(Required work):
Copy the listing below line for line, leaving out the pictures.

++++ Material supplied ++++

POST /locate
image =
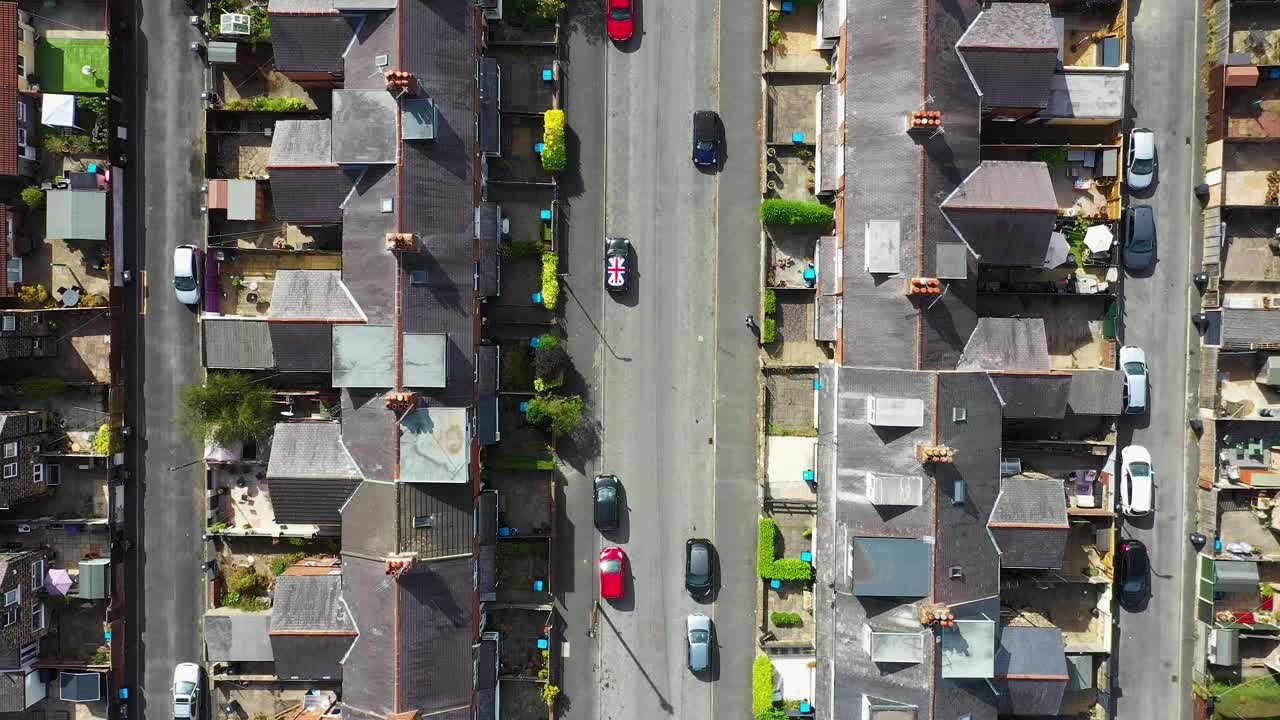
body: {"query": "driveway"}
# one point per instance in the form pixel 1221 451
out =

++++

(Output of the task):
POST /locate
image =
body: {"query": "driveway"}
# one point per instance in the form pixel 1221 451
out =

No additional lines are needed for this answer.